EXERCISE TASKS
[a] In the passage about Ashley Inkz and Situationism, list every thing that it names as held sacred by the Croydon bourgeoise.
[b] Extract the portion of the passage about Ashley Inkz and Situationism between "Far from being" and "of everyday life.", inclusive.
[c] Continue the passage about Ashley Inkz and Situationism from its last sentence.

Apparently oblivious to the underlying political message of this contrived spectacle, the video has provoked derision and amazement in equal measure from the general public and media, causing one local paper to pose the question – “Croydon’s answer to Jackass – or just a Jackass?”.

Clearly, the gentleman, who was later identified as ‘Ashley Inkz’  is waging a systematic war on everything the Croydon bourgeoise hold sacred: heteronormative gender roles, the Common Agricultural Policy, and the liberties afforded by paying one’s road tax.

Far from being a puerile Jackass copycat or a poorly-educated figure of mirth, Mr Inkz has actually shown himself to be the rightful heir of the Situationist tradition.

‘Situationism’ refers to a mid-20th century European movement which was fostered by Marxist artists, intellectuals, and political theorists. Although the movement was incredibly multi-faceted, fundamental to it was a unified critique of advanced capitalism of which a primary concern was the progressively increasing tendency towards the expression and mediation of social relations through objects.

An important concept of situationist theory was the primary means of counteracting the spectacle; the construction of situations, moments of life deliberately constructed for the purpose of reawakening and pursuing authentic desires, experiencing the feeling of life and adventure, and the liberation of everyday life.

Incredibly, what took the cultural Marxists of yesteryear decades to achieve, Inkz was able to realise in less than two minutes as he effortlessly deconstructs the vanities of modern British life.

MATERIAL PROVIDED
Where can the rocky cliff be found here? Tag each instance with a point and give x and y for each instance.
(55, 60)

ANSWER LIST
[a]
heteronormative gender roles
the Common Agricultural Policy
the liberties afforded by paying one's road tax

[b]
Far from being a puerile Jackass copycat or a poorly-educated figure of mirth, Mr Inkz has actually shown himself to be the rightful heir of the Situationist tradition.

‘Situationism’ refers to a mid-20th century European movement which was fostered by Marxist artists, intellectuals, and political theorists. Although the movement was incredibly multi-faceted, fundamental to it was a unified critique of advanced capitalism of which a primary concern was the progressively increasing tendency towards the expression and mediation of social relations through objects.

An important concept of situationist theory was the primary means of counteracting the spectacle; the construction of situations, moments of life deliberately constructed for the purpose of reawakening and pursuing authentic desires, experiencing the feeling of life and adventure, and the liberation of everyday life.

[c]
Who knew merely eating a chicken burger could challenge the status quo – this act of mastication is almost probably at least as significant as Gandhi’s Salt March.

Undoubtedly, the spectre of postcolonialism hangs heavily over this urban vignette. It can be no coincidence that Inkz chose to stage this spectacle in the same year as the 65th anniversary of HMS Windrush arriving in Britain.

Nor can his skin colour be ignored,  for Inkz is a black man in a predominantly Caucasian land. Only time (and a financially-wasteful public enquiry led by the council) will tell if it was his pigmentation that ultimately drove him to tastefully arrange miniature plastic furniture on an A-road, or if it is completely and utterly irrelevant. Either way, I suspect it was incidents like this that Enoch Powell prophesied during his Rivers of Blood speech – except the figurative tributaries of arteriol spray have extended to unleaded fuel too.

Inkz’s urban vignette uncompromisingly forces us to address the similarities between the Victorian-era ‘Scramble for Africa’ and present-day Westfield’s exploitation of Croydon’s economic and social capital

Jackass or misunderstood intellectual? You decide.

Jackass or misunderstood intellectual? You decide.

Let us also not forget the female protagonist in this elaborate example of urban epic theatre. In a knowing nod to Guyatri Spivak’s essay Can the Subaltern Speak?, the woman in the video is mute throughout as Inkz repeatedly tells the drivers to “Shut up…shut your mouth!”. Together, the duo subtly highlight the plight of an economic strata of functionally-silenced females whose reality can only ever be understood through the enlightened think-pieces of Polly Toynbee and Harriet Harman.

Not content to appropriate the contemporary feminist movement, Inkz’s situationist tendencies reveal where his other sympathies lie: with environmentalists and Eurosceptics.

His aggrieved cries of, “F*ck off and let me eat my food in peace” will resonate with anyone who has even a working knowledge on the effects of the Common Agricultural Policy on Thornton Heath’s food economy. And whilst I wouldn’t be so reckless as to out him as working with a radicalised terrorist group, it does seem quite obvious to me that Inkz’s actions are the sort of extreme stunt we’ve come to expect from the Croydon Green Party.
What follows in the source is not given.